- Stated task
Edit the records between the lines holding "Is there at least one lawn" and "xmin=444 ymin=187 xmax=601 ymax=234", inclusive, replacing "photo" with "image" wherever it occurs and leaving everything else unchanged. Return only those lines.
----
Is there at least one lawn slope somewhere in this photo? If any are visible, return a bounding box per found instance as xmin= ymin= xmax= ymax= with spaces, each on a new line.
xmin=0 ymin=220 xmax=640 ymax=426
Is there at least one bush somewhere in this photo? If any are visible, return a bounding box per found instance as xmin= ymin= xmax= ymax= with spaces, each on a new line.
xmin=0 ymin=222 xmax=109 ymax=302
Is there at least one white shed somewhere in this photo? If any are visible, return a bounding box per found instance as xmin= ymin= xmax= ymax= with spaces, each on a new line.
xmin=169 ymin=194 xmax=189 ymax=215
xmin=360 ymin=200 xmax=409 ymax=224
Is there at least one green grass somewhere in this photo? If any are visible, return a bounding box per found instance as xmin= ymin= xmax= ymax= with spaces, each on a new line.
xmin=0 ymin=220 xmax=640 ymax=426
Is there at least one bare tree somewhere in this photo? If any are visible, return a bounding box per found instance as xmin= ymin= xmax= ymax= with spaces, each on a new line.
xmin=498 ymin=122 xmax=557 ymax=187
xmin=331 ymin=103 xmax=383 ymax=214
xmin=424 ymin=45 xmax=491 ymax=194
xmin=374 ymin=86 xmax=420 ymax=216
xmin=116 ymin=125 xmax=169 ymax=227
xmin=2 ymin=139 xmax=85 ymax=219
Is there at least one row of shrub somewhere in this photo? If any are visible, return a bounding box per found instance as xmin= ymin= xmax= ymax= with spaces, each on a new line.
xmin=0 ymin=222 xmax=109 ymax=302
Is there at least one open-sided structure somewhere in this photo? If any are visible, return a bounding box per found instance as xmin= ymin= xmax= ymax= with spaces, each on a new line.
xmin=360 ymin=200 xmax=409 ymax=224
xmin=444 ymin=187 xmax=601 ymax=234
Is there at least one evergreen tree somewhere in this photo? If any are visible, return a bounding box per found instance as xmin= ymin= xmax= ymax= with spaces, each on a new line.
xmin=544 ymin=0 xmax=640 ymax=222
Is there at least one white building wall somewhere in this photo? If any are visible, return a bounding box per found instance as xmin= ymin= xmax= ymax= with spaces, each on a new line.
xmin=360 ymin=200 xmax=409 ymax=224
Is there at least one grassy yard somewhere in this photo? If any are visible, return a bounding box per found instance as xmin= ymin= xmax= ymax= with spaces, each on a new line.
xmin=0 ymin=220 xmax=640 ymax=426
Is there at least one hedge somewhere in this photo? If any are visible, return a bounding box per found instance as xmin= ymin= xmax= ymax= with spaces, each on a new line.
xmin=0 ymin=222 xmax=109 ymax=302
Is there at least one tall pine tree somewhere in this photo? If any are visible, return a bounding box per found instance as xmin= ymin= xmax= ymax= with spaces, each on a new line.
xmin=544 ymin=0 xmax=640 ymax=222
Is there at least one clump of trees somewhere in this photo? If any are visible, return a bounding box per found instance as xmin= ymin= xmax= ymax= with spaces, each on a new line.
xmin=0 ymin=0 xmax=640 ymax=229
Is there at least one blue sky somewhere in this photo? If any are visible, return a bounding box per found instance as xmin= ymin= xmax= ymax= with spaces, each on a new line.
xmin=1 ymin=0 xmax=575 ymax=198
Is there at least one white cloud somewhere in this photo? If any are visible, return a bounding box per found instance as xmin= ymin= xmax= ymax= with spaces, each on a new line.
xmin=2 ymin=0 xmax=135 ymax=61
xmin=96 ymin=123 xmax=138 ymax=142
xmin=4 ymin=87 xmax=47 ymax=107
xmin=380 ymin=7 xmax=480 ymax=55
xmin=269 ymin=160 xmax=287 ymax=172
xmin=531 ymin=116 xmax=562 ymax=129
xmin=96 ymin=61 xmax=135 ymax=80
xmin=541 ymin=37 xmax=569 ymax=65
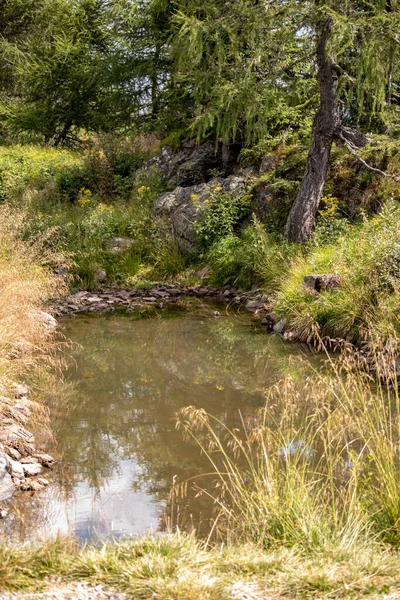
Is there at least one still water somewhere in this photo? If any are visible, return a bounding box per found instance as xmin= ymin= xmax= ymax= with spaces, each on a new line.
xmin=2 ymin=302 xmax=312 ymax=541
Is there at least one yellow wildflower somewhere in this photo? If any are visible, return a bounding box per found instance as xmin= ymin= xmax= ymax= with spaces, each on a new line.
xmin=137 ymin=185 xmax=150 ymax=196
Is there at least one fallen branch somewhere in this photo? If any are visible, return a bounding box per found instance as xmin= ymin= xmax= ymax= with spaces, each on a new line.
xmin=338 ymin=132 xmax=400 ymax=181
----
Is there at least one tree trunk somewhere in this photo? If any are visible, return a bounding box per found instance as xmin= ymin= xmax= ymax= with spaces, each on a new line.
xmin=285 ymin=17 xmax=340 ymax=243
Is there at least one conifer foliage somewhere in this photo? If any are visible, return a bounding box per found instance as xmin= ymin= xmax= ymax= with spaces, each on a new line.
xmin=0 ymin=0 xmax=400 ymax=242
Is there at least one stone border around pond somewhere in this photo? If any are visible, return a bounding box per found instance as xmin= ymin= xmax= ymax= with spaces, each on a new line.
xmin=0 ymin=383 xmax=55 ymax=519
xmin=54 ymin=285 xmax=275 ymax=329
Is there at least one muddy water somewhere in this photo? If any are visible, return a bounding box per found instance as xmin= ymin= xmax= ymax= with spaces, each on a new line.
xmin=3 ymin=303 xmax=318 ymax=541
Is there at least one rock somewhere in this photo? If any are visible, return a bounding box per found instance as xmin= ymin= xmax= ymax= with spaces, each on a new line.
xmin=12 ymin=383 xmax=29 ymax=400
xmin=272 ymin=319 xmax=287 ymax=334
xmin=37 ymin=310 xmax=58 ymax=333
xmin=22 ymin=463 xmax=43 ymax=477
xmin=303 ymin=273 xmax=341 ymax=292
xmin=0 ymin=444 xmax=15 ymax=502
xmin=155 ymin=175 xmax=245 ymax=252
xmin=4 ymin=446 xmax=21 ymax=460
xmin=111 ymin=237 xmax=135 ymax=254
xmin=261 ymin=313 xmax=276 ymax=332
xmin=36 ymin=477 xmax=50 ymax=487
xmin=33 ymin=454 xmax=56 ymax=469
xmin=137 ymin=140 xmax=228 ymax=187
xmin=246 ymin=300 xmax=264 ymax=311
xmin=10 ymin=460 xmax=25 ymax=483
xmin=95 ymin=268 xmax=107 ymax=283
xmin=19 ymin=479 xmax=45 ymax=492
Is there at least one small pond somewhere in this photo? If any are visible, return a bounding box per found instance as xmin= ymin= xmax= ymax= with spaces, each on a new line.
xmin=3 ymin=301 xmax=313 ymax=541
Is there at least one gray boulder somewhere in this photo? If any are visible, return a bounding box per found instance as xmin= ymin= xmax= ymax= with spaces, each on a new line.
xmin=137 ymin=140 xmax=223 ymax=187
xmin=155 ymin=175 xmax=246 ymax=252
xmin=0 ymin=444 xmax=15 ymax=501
----
- Solution
Is there at least one lawn slope somewhere in this image? If any are visible, return a bounding box per found instance as xmin= ymin= xmax= ymax= with spaces, each on a new line.
xmin=0 ymin=220 xmax=640 ymax=426
Is there at least one bush somewhere in this image? If any are visible, return a bounding box per found instance as xmin= ymin= xmax= ymax= with spaces, each on a new line.
xmin=0 ymin=222 xmax=109 ymax=302
Is there at least one white shed somewhere in this image? If any are visible, return a bounding box per found instance as xmin= ymin= xmax= ymax= with spaces, each on a new line.
xmin=169 ymin=194 xmax=189 ymax=215
xmin=360 ymin=200 xmax=409 ymax=224
Is there at least one green grass somewhere in this image? If any are visible, return a bounding box per found instance as xmin= ymin= xmax= ymax= with spaces, each on a new line.
xmin=0 ymin=220 xmax=640 ymax=426
Is there at least one bare tree somewhere in this image? If any are visible, return a bounding box per found instance as xmin= ymin= xmax= ymax= with spaces, each on a new line.
xmin=498 ymin=122 xmax=557 ymax=187
xmin=331 ymin=103 xmax=383 ymax=214
xmin=424 ymin=45 xmax=491 ymax=194
xmin=374 ymin=86 xmax=420 ymax=216
xmin=116 ymin=125 xmax=169 ymax=227
xmin=2 ymin=139 xmax=85 ymax=219
Is there at least one row of shrub somewhere in this image? If any are visible, return a bounding box per found instance as xmin= ymin= xmax= ymax= with spaces, each on a new line.
xmin=0 ymin=222 xmax=109 ymax=302
Is there at least one open-sided structure somewhere in this image? If any are visible, return a bounding box per found instance as xmin= ymin= xmax= ymax= with spaces, each on a new line.
xmin=360 ymin=200 xmax=409 ymax=224
xmin=444 ymin=187 xmax=601 ymax=234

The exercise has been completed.